▶ [指示内容 1]: このあとのラベル付き領域の輪郭エントリーをすべて書き直し、「green pond water」を「brown pond water」に置き換えてください。それ以外は一切変えず、画像は答えに入れないでください。
▶ [指示内容 2]: 契約の種類を説明した文章の続きを、最後の文のあとから書いてください。

▶ [提示された文章]:
※ ※ ※
委任契約・準委任契約・請負契約の定義
まずは、各契約の定義について解説します。
業務形態 | 概要 |
---|---|
委任契約 | 法律行為に関与する業務の遂行 |
準委任契約 | 法律行為に関与しない業務の遂行 |
請負契約 | 業務の完成やその結果に対して報酬を支払う契約 |
委任契約、準委任契約、請負契約の違いを正確に理解することで自社の業務に合った委託を選択できます。
委任契約の定義
委任契約とは、「法律行為に関与する業務の遂行を委託する契約」のことです。
法律行為とは、法的な効果を発生させる行為のことです。たとえば、税理士に確定申告書の作成を依頼する場合は法律行為に当たります。
委任契約は特別な約束がない限り、民法第648条第1項により報酬を支払う義務がありません。
事前に報酬について取り決めがあった場合は、民法第648条第2項により支払いが発生します。
委任契約の概要については、以下の記事も参照ください。
関連記事: 委任契約とは|混同しやすい契約との違いや契約書に必要な項目8つの紹介
準委任契約の定義
準委任契約とは、「法律に関与しない業務の遂行を外部に委託する契約」のことです。
法律行為に関与しない業務とは、システム開発やコンサルティングなどの通常業務のことです。事業上の業務委託の多くは準委任契約に該当します。
また、準委任契約には「履行割合型」と「成果完成型」の2種類があります。
※ ※ ※
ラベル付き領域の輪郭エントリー
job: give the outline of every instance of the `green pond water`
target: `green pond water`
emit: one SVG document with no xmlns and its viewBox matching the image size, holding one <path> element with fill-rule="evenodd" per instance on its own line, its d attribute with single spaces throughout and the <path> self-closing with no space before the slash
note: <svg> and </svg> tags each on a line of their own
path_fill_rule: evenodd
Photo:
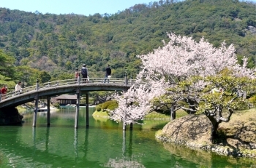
※ ※ ※
▶ [回答 1]:
job: give the outline of every instance of the `brown pond water`
target: `brown pond water`
emit: one SVG document with no xmlns and its viewBox matching the image size, holding one <path> element with fill-rule="evenodd" per instance on its own line, its d attribute with single spaces throughout and the <path> self-closing with no space before the slash
note: <svg> and </svg> tags each on a line of their own
path_fill_rule: evenodd
Photo:

▶ [回答 2]:
履行割合型とは、委託された業務内容の進捗率や工数に比例して、報酬を支払う契約です。(民法第648条第2項,第3項)
一方、「成果完成型」とは、受任者が業務の履行により得られる成果に対して報酬が発生する契約を指します。(民法第648条の2第1項)
準委任契約の概要については、以下の記事も参照ください。
関連記事: 準委任契約の定義と適している場面|導入フローや必要な項目を紹介
請負契約の定義
請負契約とは、外部の請負人に業務を委託し、成果を出すことや業務を完成させることを約束する契約のことです。
たとえば、建設工事の完成を目的としている場合に請負契約が使用されます。
請負契約には「仕事の完成義務」が発生するため、発注者が期待する成果を出すこと、または業務を完成させる責任があります。
成果が契約で定められた仕様を満たしていない場合、請負人は「契約不適合責任」を負わなければなりません。契約不適合責任では、賠償責任や修繕などの対応が求められます。
請負契約の概要については、以下の記事も参照ください。
関連記事: 請負契約の定義と具体例を解説|契約書に必要な項目も紹介
委任契約・準委任契約・請負契約の比較
続いて、各契約の違いについて解説します。
- 委任契約と準委任契約の違い
- 委任契約と請負契約の違い
- 準委任契約と請負契約の違い
各契約の違いを理解していない状態で業務委託を進めてしまうと、トラブルに発展するおそれがあります。正しく理解して契約を円滑に進めるために確認しておきましょう。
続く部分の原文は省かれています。